15 May 2011

Significance and Learning

            One of the most valued characteristics of an effective learner is the ability to discern significance. Being able to participate in a lesson and tell the difference between what is important and what is extraneous is essential to learning.
I have been thinking about this issue whilst constructing a study skills session for a junior year group who have exams soon. (Whether exams are suitable methods of assessment is not up to me in this instance!) The material I am preparing is all about different ways to make study notes such as mind maps, tables, flow charts and so on. 
In order to make notes the learner needs to be active in their review of the material, decide on the significant information and synthesise that information into smaller chunks. This process requires fairly deep levels of concentration and reduced distractions. Some people can perform this process of discernment without being taught how but many of today’s students find this challenging.
If we are to believe Nicholas Carr’s The Shallows, then the Internet is a factor which affects this process of distinguishing what is significant and what is not. I will comment in more detail on this fascinating book in a later blog post, but it is enough to say that Carr offers a plethora of evidence to support his notion that the Internet is a medium of distraction. As most students are frequent Net surfers, both at school and home, Carr suggests that this has changed the way they are able to process information, having difficulty with long-form texts and deep concentration. Thus, it is reasonable to suggest that some of today’s students lack the attentiveness required for revision and find it difficult to determine what the most salient feature of a text is. Even before the Internet, some students always found this process hard.

----------------

## What to work on
1. Decide whether each statement agrees with the post on significance and learning, answering yes or no and quoting the words that settle it. (a) The study skills session is meant for a senior year group. (b) Carr presents the Internet as a medium of distraction. (c) According to the writer, no students found this process hard before the Internet.
2. Translate this sentence from the post on significance and learning into Spanish: "This process requires fairly deep levels of concentration and reduced distractions."
3. According to the post on significance and learning, what ways of making study notes does the session material cover?
The material has no connection to the post on significance and learning.

## Collected material
----------------

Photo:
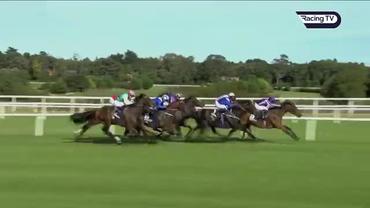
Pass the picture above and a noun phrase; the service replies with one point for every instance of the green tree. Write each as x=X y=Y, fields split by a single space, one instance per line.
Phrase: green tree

----------------

## Results for the exercise
1.
(a) No: "a junior year group who have exams soon"
(b) Yes: "his notion that the Internet is a medium of distraction"
(c) No: "Even before the Internet, some students always found this process hard."

2. Este proceso requiere niveles bastante profundos de concentración y menos distracciones.

3. Mind maps, tables, flow charts and similar methods.